**Supplied data:**

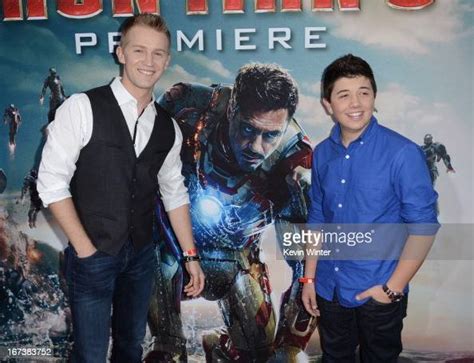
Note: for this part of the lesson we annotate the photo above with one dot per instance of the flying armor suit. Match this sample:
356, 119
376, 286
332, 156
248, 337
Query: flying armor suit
230, 210
434, 153
56, 96
12, 117
29, 186
3, 181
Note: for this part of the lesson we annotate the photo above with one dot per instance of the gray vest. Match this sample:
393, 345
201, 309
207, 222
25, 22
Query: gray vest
115, 192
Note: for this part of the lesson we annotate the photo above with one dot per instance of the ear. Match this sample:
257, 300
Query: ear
120, 55
327, 106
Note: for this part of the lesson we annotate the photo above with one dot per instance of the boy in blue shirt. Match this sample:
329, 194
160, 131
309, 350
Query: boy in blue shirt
365, 173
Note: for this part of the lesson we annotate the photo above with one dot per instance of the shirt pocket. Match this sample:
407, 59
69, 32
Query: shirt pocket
372, 196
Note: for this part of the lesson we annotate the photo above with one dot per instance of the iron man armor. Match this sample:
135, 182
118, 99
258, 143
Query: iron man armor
230, 209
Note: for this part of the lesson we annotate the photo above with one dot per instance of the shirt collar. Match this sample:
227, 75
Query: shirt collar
335, 134
121, 93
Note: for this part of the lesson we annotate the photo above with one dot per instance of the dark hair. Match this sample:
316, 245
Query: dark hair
348, 66
153, 21
262, 88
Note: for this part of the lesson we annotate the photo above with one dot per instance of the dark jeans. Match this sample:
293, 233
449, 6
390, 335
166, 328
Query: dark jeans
97, 283
374, 326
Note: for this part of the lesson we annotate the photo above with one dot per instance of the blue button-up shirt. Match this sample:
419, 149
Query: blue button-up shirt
381, 177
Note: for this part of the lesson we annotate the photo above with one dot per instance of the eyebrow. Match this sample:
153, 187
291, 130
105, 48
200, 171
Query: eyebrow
144, 47
346, 90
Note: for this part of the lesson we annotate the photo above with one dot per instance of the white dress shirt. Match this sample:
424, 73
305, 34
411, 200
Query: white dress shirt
71, 130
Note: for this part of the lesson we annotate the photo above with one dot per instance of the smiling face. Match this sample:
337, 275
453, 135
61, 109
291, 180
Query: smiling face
254, 138
351, 105
144, 54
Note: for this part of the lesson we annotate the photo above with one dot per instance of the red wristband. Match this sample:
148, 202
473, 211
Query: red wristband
190, 252
306, 280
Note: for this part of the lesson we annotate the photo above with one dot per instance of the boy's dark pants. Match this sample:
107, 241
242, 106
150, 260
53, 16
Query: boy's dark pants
375, 326
97, 283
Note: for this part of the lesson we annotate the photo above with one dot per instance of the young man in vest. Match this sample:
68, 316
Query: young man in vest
108, 152
365, 174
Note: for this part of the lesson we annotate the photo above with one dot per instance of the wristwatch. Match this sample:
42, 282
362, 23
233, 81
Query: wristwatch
394, 296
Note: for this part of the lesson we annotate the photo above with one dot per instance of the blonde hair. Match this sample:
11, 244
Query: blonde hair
153, 21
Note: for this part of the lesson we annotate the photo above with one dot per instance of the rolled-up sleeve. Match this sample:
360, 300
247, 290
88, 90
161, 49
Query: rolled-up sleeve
173, 192
315, 215
66, 136
415, 191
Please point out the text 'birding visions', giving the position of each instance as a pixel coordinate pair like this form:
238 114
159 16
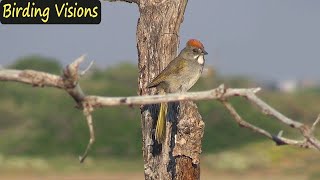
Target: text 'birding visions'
50 12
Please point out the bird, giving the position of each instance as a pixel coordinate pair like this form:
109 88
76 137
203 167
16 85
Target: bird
178 76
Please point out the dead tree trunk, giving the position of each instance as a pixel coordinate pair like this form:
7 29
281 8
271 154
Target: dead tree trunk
157 42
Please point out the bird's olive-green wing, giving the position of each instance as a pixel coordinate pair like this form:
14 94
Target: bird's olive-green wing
174 67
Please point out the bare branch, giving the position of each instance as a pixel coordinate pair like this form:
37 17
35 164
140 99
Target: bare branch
128 1
68 81
87 110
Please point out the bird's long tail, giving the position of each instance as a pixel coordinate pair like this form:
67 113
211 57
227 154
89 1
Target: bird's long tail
161 123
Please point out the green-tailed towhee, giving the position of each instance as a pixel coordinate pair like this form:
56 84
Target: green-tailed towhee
179 76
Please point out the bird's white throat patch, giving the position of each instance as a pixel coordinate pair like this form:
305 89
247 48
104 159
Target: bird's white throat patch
200 59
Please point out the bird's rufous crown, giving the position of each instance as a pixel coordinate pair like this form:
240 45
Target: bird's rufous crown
195 43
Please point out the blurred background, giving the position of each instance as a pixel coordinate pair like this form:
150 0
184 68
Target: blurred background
272 44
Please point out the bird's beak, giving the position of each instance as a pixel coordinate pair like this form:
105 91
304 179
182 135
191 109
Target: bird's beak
204 52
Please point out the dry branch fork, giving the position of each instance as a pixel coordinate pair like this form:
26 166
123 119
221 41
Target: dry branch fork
69 82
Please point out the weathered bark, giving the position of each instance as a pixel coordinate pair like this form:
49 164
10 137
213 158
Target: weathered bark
157 43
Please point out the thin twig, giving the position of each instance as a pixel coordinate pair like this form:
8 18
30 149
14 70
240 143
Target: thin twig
87 110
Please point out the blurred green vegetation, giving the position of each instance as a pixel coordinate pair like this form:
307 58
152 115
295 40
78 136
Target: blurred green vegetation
43 121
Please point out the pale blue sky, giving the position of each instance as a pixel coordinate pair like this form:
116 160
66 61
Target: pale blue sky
269 39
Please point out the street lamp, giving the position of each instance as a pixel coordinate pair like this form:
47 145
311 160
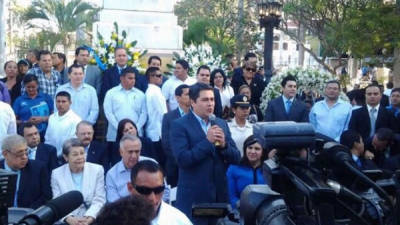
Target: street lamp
270 13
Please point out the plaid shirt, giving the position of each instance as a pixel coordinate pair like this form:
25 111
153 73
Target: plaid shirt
48 86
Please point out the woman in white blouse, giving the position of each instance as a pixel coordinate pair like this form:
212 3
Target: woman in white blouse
77 174
218 80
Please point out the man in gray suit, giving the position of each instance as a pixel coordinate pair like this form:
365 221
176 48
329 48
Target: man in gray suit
93 75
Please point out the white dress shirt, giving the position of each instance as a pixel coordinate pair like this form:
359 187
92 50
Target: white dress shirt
120 104
168 90
156 108
8 124
84 101
61 128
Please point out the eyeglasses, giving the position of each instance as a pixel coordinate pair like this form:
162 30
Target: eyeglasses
251 69
146 190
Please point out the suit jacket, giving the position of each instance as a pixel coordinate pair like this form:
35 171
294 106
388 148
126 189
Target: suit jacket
276 111
34 185
93 191
97 153
202 165
93 77
111 79
171 166
360 121
48 155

**Instructions to follow:** Can you update all the entries above so that every "Query:" becomes "Label:", with everything else left unchanged and the pictures omitted?

**Correct result:**
Note: for this part of the lesson we annotate the photo above with one dot per instance of the flying armor suit. Match this sample:
356, 119
376, 286
332, 156
248, 337
Label: flying armor suit
230, 210
434, 153
56, 96
12, 117
29, 186
3, 181
Note: for this part of the lesson we annotate the photo above with one dot per instance of the gray vest. Match this sample:
393, 345
201, 309
207, 222
25, 22
Label: gray vest
115, 192
Note: for this part of the lesson we annotate the photo above with one dot per instance of the ear. Match this sample:
257, 300
Label: ear
120, 55
327, 106
Note: for this part of the lesson we annotate the photo above with one dot per instance of the boy in blue shirt. Match this sample:
329, 194
160, 131
309, 350
Label: boy in blue shirt
365, 173
Note: for this part of the lesson we annotate the photo above with one dot per instance of the shirt pocket. Match this sample:
407, 59
69, 32
Label: shirt pocket
372, 196
Note: for this part of the lesson we annotate the photo above with one dot per instance of the iron man armor. Match this sample:
135, 182
118, 99
258, 143
Label: iron man armor
230, 209
Note: for this part of the lesson we annotate the photo above with one dot per instance of the shirt collar. Match this sample:
227, 75
Label: shirt collar
335, 134
121, 93
Note: for this part of the lesson we annotate the photo above with one dot per instance of the dark hair. Match this sample:
316, 245
Label: dark hair
348, 66
153, 21
262, 88
Note: for this part of the lesson we annotate the photo above with one dot per instance of the dark jeans. Match this sample:
293, 233
449, 6
390, 335
166, 328
Label: dark jeans
97, 283
374, 326
Note: for this part of the lesson we annotate the photo above with one dot per instance of the blue button-up shirt. Match this sample:
419, 149
Label: blue button-up shirt
381, 177
Note: for this part of the lesson we annotate the photo above with one dot per instance of the eyebrow. Match this sample:
153, 187
291, 130
105, 48
200, 171
Label: eyebrow
144, 47
346, 90
Note: for this part of the lesson we annotate the photo above with one dot per instance of the white dress shirt. Match this sample:
424, 73
305, 34
411, 200
Label: white dress shirt
71, 130
Note: for this part of the lesson we annotate the photo above with one dot per instance of the smiling face. Match this sample:
337, 275
453, 135
61, 109
291, 180
Label: smiling face
254, 138
351, 105
144, 54
Note: for this part of the lesson we annotate the photo above with one dot per instance of the red wristband. Match this sample:
148, 202
473, 211
Label: red wristband
190, 252
306, 280
Note: for this part of the lesson we annotate the photo above with one dot per instance of the boy's dark pants. Match this sample:
107, 241
242, 106
150, 260
53, 16
Label: boy's dark pants
375, 326
97, 283
Note: for this part of the lesson we annotate the photo above with one dot per instance of the young man in vest. Match this sample:
68, 316
Label: young man in vest
108, 152
365, 174
Note: for this part of the lesson we annotate the photo above with one dot per instance of the wristwatch. Match this sample:
42, 282
362, 23
233, 81
Label: wristwatch
394, 296
Note: for this part of the lesson we annotate the photo above with one dot per instance of the blonde hair. Match this sample:
11, 244
Label: blonde hair
153, 21
Note: for this part of the lesson we annotate the photo above with one dot per instance of the rolled-up sleeve. Match this sample:
360, 300
247, 290
88, 90
161, 49
Label: rolled-up sleeve
173, 192
315, 215
66, 136
415, 191
Please point out the text 'birding visions', giving the position of each instance as a pixel coordinate pair like this form:
238 114
159 16
Target: text 'birding visions'
50 12
Please point out the bird, giving the position of each instance as a pixel coordinate pair like this form:
109 88
76 137
203 167
16 85
Target: bird
178 76
Please point out the dead tree trunk, giving the position of each instance as a pixel coordinate pair like this form:
7 29
281 8
271 154
Target: dead tree trunk
157 42
Please point out the bird's olive-green wing, giving the position of each instance as a pixel coordinate pair like this form:
14 94
Target: bird's olive-green wing
174 67
Please point out the bare branch, giving the position of each instance as a pixel coordinate pair like this form:
37 17
35 164
140 99
Target: bare branch
128 1
68 81
87 110
Please point out the bird's long tail, giving the position of each instance as a pixel coordinate pair like this form:
67 113
211 57
227 154
89 1
Target: bird's long tail
161 123
Please point out the green-tailed towhee, giving the position of each instance as a pixel coordinate pair like this form:
56 84
Target: green-tailed towhee
179 76
Please point out the bird's white throat patch, giving the position of each instance as a pixel coordinate pair like this form:
305 89
247 48
104 159
Target: bird's white throat patch
200 59
Please point out the bird's rufous crown, giving the position of each instance as a pixel coordinate pair like this form:
240 45
Target: bird's rufous crown
195 43
Please point out the blurred background, giving the position of each instance as a pixel coordinate pair like this form:
150 0
184 68
Target: blurred background
272 44
Please point out the bird's beak, giving the position of each instance as a pixel coordinate pair like this form:
105 91
304 179
182 135
191 109
Target: bird's beak
204 52
Please point out the dry branch fork, giving the position of each instance as a pixel coordinate pair like this form:
26 166
123 119
221 41
Target: dry branch fork
69 82
Please point out the weathered bark, giving the position of each instance as a pixel coordinate pair like this form:
49 164
10 137
213 158
Target: weathered bark
157 43
Please point out the thin twig, giving the position of each instance as a pixel coordinate pair like this form:
8 18
30 149
14 70
240 143
Target: thin twig
87 110
Please point out the blurred green vegetation, giving the position of each instance as a pixel coordinate pair like this form:
307 58
152 115
295 40
78 136
Target: blurred green vegetation
43 121
Please point out the pale blue sky, giving the position of each instance as a pixel coordinate pair like this form:
116 160
66 61
Target: pale blue sky
269 39
Please point out the street lamp, giving the position of each instance as a pixel coordinate pair like this form:
47 145
311 160
Target: street lamp
270 13
Please point out the plaid shirt, giving the position of each instance as a pixel coordinate pair like this form:
25 111
153 73
Target: plaid shirt
48 86
Please point out the woman in white blouse, giving the position of each instance as a pixel coordinate pair like this form:
212 3
Target: woman in white blouse
77 174
218 80
Please point out the man in gray suit, giving the position of each instance as a pixel coordinate pair like this form:
365 221
176 48
329 48
Target: man in gray suit
93 75
Please point out the white dress shirt, giving the position of each instance as a pixel coordinate pair like this form:
359 187
92 50
Target: white dress shirt
120 104
168 90
156 108
8 124
84 101
61 128
Please point out the eyeglasses, giving the position of each instance as a pixel coordinate pair like this form:
162 30
Target: eyeglasses
251 69
146 190
Please point out the suit jacket, giving the position of each instance as a pixel coordinate pair like this form:
35 171
294 106
388 148
126 189
Target: suit jacket
276 111
34 185
93 191
97 153
202 165
93 77
111 79
171 166
360 121
48 155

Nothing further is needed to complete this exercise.